### EXERCISE AIM
Format the listing below as a Markdown table with two columns, Row and Line, giving each non-blank line its own numbered row.

### RECORD SET
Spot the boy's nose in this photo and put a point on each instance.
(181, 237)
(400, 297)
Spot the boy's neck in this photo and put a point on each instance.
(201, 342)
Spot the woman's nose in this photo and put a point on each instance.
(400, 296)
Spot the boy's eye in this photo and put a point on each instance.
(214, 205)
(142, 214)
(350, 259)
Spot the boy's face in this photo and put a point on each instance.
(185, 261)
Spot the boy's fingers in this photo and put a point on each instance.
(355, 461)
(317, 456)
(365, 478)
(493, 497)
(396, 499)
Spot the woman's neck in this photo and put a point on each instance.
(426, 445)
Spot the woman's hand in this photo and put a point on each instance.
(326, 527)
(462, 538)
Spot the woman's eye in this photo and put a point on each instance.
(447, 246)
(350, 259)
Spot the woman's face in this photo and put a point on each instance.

### PROBLEM SOLUTION
| Row | Line |
|---|---|
| 1 | Spot the boy's nose in this photo and put a point on each instance. |
| 2 | (181, 237) |
| 3 | (400, 297) |
| 4 | Spot the boy's neck in this photo and put a point on each instance. |
| 5 | (201, 342) |
| 6 | Spot the woman's nose in this photo and put a point on each instance. |
| 7 | (400, 296) |
| 8 | Spot the boy's eye in this photo and put a point on each instance. |
| 9 | (214, 205) |
| 10 | (142, 214) |
| 11 | (350, 259) |
| 12 | Spot the boy's face in this photo and put a point on each instance. |
| 13 | (185, 261) |
| 14 | Spot the boy's fingers in this photo and put a point on each instance. |
| 15 | (355, 461) |
| 16 | (317, 456) |
| 17 | (365, 478) |
| 18 | (493, 497) |
| 19 | (396, 499) |
| 20 | Spot the woman's neck in this photo and put a point on each instance. |
| 21 | (426, 445) |
| 22 | Spot the woman's hand in this photo and put a point on each instance. |
| 23 | (326, 527) |
| 24 | (462, 538) |
| 25 | Spot the woman's eye in this photo and put a point on each instance. |
| 26 | (447, 246) |
| 27 | (350, 259) |
| 28 | Spot the woman's face in this photo and put a point on each instance. |